**SET EXERCISE**:
Count the lines in the records below that contain the string "flower", treating uppercase and lowercase as different, and give only the number.

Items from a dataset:
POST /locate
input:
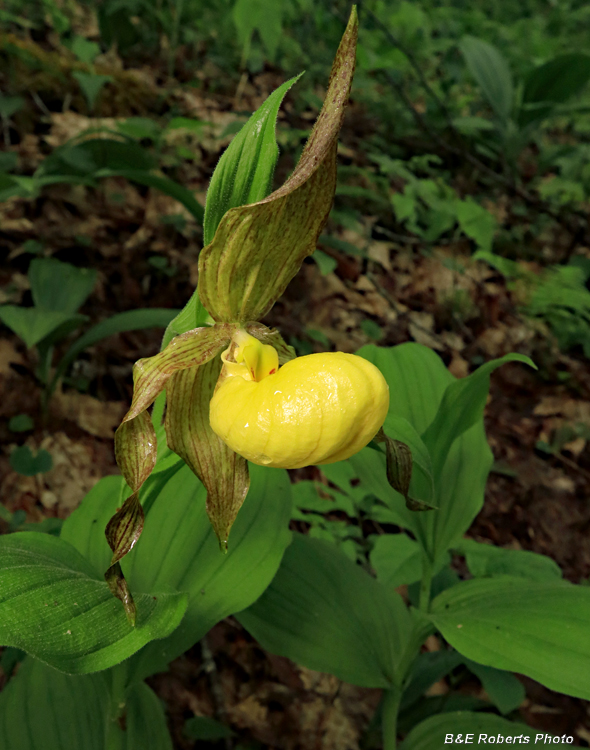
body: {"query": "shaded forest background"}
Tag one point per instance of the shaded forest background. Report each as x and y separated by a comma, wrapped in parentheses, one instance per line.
(460, 222)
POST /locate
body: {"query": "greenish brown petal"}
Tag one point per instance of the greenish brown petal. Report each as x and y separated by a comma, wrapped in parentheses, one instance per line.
(399, 465)
(273, 337)
(186, 350)
(135, 449)
(257, 249)
(135, 440)
(223, 472)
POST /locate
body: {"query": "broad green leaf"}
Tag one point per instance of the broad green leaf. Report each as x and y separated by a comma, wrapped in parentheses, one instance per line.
(422, 489)
(428, 668)
(490, 69)
(396, 559)
(324, 612)
(59, 287)
(418, 378)
(131, 320)
(32, 324)
(538, 629)
(245, 171)
(84, 49)
(136, 441)
(178, 550)
(432, 734)
(461, 407)
(257, 249)
(53, 607)
(91, 85)
(476, 222)
(485, 560)
(145, 720)
(10, 105)
(43, 709)
(503, 688)
(25, 463)
(553, 83)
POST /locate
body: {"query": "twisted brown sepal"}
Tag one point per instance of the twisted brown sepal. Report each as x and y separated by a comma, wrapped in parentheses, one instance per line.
(122, 531)
(399, 469)
(135, 440)
(223, 472)
(258, 248)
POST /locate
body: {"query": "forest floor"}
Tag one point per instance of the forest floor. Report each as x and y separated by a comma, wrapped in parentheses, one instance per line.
(535, 500)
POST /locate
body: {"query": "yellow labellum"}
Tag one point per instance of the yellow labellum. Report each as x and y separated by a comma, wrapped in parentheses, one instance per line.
(316, 409)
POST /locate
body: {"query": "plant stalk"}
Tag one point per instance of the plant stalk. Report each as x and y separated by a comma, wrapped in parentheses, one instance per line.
(390, 710)
(115, 736)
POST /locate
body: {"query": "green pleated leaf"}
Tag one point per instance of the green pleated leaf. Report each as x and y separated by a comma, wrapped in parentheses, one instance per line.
(324, 612)
(553, 83)
(419, 494)
(257, 249)
(428, 668)
(461, 407)
(448, 414)
(178, 550)
(53, 607)
(43, 709)
(503, 688)
(59, 287)
(145, 721)
(490, 69)
(538, 629)
(245, 171)
(433, 733)
(223, 472)
(396, 559)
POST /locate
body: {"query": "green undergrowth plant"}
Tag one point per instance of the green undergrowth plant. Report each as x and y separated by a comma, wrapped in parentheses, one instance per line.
(59, 290)
(558, 295)
(415, 456)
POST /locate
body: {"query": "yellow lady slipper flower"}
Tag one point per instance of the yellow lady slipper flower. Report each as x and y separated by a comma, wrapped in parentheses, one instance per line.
(316, 409)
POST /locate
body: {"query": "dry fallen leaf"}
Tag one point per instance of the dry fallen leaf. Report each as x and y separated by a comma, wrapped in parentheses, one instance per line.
(98, 418)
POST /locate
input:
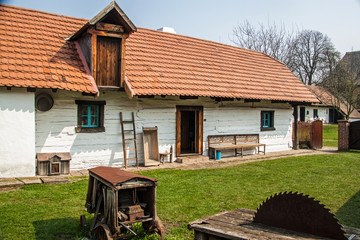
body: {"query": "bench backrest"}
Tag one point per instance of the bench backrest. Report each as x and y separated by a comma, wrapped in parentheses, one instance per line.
(229, 139)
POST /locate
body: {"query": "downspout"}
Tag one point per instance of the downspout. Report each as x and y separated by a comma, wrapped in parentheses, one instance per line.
(296, 137)
(128, 90)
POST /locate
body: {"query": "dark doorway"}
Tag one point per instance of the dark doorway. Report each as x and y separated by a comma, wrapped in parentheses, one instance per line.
(302, 114)
(334, 115)
(188, 132)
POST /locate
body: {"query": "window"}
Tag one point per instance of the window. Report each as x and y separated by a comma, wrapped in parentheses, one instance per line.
(315, 114)
(90, 116)
(267, 120)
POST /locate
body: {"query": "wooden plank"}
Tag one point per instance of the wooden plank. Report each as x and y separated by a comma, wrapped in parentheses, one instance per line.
(107, 34)
(101, 26)
(227, 228)
(222, 147)
(123, 137)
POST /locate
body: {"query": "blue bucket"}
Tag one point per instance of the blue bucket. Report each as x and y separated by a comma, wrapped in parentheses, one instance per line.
(218, 155)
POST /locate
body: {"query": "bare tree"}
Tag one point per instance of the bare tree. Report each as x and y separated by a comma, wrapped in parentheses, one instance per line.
(310, 55)
(343, 85)
(313, 56)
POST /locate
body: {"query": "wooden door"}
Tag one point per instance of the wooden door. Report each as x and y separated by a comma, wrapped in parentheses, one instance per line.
(316, 134)
(198, 111)
(108, 62)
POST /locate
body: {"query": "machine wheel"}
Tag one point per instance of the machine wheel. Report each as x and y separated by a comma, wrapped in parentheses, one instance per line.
(102, 232)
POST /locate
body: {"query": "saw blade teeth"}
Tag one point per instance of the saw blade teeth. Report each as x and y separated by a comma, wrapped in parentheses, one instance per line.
(282, 210)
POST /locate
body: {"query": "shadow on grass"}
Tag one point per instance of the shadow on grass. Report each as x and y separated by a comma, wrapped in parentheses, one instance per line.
(60, 228)
(349, 213)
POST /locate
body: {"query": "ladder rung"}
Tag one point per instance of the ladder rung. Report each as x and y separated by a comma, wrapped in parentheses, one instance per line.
(130, 139)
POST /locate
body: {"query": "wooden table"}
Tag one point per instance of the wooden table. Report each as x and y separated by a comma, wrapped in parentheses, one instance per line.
(238, 224)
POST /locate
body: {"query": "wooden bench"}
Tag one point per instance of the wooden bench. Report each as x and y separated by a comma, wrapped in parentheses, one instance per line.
(234, 142)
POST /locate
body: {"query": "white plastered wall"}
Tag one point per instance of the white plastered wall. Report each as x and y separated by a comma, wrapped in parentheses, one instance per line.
(17, 138)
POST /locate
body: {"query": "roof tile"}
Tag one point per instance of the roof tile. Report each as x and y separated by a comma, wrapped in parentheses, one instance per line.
(161, 63)
(34, 53)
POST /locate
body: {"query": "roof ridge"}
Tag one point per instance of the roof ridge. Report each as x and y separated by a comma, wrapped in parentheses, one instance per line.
(39, 11)
(201, 39)
(214, 42)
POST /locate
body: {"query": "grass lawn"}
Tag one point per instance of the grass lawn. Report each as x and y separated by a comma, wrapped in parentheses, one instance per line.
(52, 211)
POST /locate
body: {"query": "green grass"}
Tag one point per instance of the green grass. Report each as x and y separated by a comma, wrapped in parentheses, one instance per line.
(330, 132)
(52, 212)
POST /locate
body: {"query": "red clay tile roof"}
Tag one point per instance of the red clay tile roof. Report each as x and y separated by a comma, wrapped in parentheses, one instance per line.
(33, 52)
(159, 63)
(328, 100)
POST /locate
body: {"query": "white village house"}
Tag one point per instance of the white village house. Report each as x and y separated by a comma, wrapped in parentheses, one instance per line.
(64, 82)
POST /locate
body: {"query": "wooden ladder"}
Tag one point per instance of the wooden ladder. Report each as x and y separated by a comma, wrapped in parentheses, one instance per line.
(129, 140)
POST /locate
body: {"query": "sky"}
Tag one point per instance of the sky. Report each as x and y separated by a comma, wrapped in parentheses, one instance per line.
(215, 19)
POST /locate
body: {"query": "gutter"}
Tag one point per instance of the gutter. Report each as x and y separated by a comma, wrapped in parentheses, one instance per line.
(128, 89)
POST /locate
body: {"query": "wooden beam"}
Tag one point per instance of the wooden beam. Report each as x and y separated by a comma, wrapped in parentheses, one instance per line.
(109, 27)
(107, 34)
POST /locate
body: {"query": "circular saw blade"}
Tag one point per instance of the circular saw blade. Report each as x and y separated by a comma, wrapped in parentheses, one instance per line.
(299, 212)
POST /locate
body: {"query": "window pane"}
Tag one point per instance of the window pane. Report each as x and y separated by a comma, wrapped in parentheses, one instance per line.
(93, 110)
(94, 121)
(266, 119)
(83, 110)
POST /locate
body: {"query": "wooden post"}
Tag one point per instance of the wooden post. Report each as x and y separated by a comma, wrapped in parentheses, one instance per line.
(296, 137)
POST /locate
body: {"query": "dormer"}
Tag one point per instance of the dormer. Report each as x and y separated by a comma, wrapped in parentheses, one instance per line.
(102, 42)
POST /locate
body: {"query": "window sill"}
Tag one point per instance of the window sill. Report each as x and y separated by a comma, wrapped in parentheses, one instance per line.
(89, 129)
(268, 129)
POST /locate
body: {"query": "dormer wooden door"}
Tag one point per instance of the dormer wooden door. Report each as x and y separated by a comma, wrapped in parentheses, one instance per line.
(108, 62)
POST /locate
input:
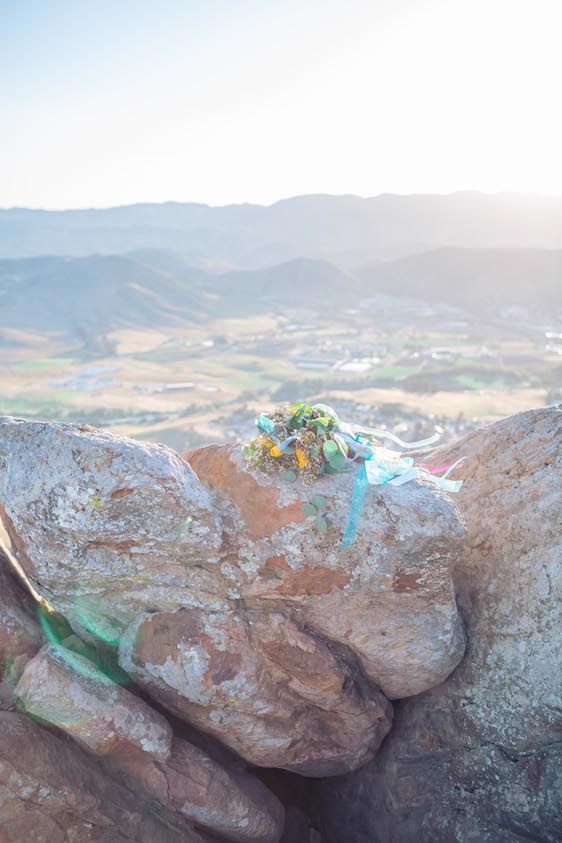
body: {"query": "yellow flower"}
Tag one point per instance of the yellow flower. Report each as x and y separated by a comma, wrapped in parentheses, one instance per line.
(302, 458)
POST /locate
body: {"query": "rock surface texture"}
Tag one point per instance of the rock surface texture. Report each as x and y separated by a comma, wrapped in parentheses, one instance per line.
(20, 634)
(230, 604)
(53, 792)
(480, 756)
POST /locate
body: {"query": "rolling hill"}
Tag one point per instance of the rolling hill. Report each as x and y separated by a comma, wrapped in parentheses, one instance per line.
(347, 230)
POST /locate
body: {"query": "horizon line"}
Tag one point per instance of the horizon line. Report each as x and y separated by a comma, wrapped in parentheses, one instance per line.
(464, 192)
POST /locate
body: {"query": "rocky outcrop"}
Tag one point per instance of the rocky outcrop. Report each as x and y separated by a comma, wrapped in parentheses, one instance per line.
(228, 593)
(480, 756)
(53, 792)
(20, 634)
(64, 689)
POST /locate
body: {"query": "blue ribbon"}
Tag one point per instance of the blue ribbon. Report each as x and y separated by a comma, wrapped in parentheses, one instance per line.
(356, 507)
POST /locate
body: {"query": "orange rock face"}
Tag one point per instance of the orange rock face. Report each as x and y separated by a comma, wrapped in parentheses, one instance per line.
(229, 601)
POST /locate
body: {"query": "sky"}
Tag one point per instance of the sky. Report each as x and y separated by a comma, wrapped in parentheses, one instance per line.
(226, 101)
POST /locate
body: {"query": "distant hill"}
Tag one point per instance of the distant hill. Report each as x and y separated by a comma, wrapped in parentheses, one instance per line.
(312, 284)
(478, 280)
(347, 230)
(97, 293)
(89, 296)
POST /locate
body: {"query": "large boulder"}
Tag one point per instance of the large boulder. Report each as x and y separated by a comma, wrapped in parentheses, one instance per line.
(20, 633)
(230, 601)
(64, 689)
(53, 792)
(479, 757)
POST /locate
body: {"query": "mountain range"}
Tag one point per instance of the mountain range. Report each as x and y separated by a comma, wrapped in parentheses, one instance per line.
(346, 230)
(145, 265)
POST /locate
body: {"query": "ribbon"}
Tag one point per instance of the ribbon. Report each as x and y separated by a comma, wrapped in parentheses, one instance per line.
(356, 506)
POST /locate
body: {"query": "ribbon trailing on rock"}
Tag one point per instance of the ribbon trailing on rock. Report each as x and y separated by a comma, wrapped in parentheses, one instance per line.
(310, 440)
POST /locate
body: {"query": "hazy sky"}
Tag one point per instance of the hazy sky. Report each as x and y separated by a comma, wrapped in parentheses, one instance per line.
(219, 101)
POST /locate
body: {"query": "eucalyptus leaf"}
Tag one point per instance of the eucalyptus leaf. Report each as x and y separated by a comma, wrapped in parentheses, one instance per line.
(288, 476)
(330, 449)
(266, 424)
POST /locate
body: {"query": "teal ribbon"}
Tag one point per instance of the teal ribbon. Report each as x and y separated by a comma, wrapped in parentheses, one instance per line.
(356, 507)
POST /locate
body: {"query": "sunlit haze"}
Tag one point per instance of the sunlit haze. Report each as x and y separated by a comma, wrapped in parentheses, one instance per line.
(253, 100)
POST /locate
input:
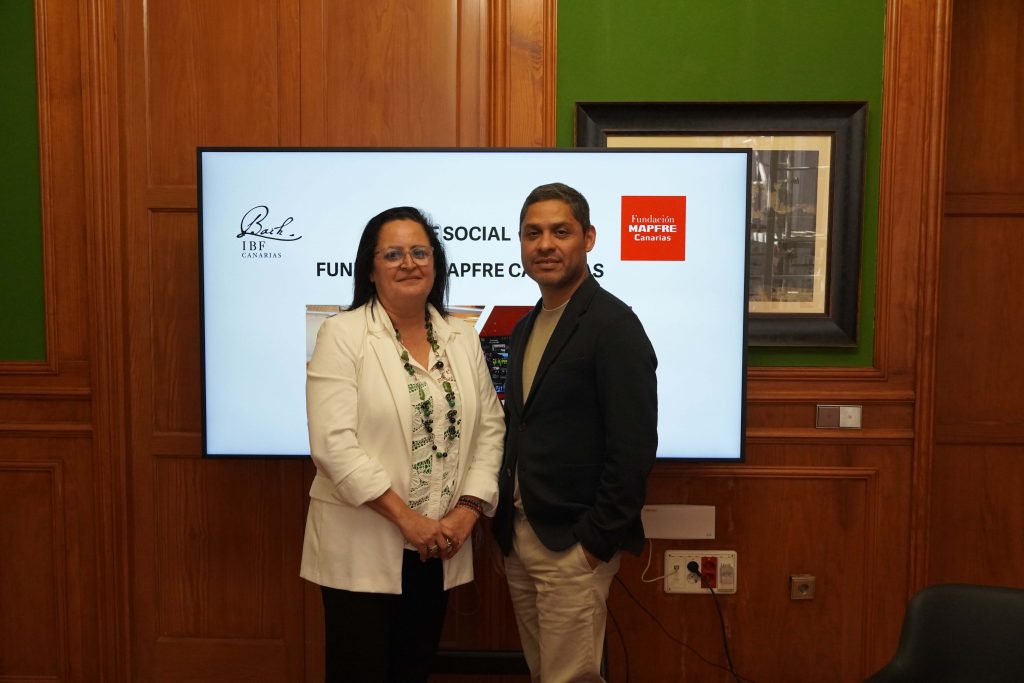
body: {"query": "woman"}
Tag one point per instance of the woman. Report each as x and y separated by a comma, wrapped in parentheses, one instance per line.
(406, 431)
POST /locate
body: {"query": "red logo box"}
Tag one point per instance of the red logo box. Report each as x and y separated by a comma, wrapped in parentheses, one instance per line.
(653, 228)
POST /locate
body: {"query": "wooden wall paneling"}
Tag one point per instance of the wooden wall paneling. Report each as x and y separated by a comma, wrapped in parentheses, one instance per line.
(781, 520)
(223, 73)
(912, 147)
(986, 101)
(50, 621)
(977, 519)
(978, 474)
(34, 633)
(101, 210)
(390, 73)
(215, 589)
(980, 368)
(523, 68)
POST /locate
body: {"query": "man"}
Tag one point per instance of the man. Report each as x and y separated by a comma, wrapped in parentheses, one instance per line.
(582, 414)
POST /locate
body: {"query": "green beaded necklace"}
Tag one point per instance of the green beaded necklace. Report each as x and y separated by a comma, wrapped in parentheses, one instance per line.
(425, 407)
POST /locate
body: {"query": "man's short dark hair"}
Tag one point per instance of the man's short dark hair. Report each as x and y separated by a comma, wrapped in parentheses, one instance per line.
(559, 190)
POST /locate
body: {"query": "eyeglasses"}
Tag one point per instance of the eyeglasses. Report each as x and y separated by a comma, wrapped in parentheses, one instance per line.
(394, 256)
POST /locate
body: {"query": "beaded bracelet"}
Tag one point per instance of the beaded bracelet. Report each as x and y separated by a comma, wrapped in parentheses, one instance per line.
(466, 502)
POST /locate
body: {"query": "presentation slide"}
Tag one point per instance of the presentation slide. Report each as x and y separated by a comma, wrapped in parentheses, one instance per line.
(279, 230)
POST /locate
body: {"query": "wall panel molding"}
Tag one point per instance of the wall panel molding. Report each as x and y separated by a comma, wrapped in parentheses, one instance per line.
(36, 643)
(913, 127)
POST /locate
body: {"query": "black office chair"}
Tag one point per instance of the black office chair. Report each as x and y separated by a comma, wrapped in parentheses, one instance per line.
(960, 633)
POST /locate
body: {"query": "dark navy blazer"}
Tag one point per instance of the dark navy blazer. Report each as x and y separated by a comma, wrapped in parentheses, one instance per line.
(585, 440)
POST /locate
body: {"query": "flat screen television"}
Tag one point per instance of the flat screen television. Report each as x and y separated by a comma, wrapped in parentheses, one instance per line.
(279, 229)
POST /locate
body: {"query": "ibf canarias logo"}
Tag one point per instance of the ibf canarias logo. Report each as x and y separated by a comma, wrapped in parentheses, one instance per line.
(261, 235)
(653, 228)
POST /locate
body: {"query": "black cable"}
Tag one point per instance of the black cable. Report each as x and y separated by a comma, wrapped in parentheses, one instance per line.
(695, 568)
(673, 638)
(622, 639)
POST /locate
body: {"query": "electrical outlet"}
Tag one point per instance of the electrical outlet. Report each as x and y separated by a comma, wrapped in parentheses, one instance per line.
(717, 566)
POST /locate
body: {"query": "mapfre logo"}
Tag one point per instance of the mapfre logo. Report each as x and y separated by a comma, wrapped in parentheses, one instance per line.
(653, 228)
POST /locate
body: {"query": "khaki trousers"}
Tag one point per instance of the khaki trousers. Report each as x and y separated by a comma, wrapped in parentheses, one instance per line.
(560, 607)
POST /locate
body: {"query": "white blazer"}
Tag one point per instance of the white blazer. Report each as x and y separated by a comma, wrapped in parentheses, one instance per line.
(360, 433)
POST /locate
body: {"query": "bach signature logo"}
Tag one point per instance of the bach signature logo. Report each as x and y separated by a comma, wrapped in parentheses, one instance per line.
(257, 228)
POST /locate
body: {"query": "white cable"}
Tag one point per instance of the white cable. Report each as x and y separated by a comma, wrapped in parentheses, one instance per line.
(649, 558)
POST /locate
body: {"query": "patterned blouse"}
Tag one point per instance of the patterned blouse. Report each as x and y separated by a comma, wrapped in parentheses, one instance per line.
(434, 396)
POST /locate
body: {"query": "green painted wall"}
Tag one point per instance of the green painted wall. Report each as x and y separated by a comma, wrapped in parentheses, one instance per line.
(735, 50)
(22, 324)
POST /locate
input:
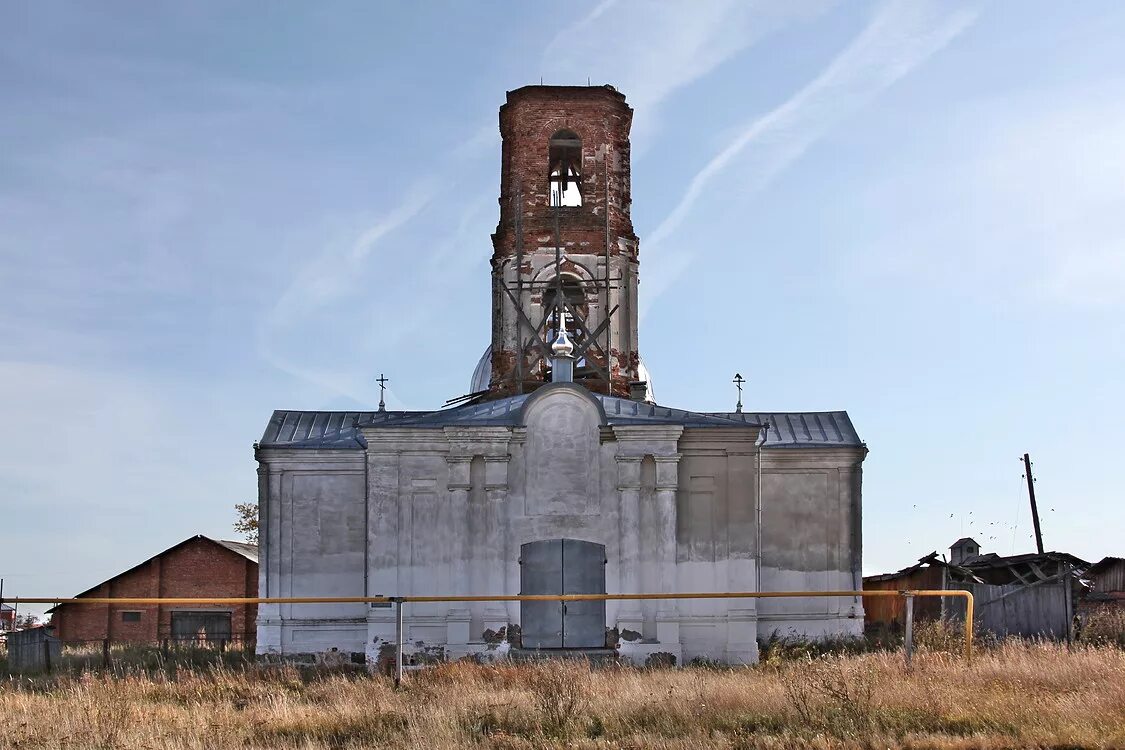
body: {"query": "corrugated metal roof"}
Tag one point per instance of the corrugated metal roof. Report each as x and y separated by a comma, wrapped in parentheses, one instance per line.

**RESULT**:
4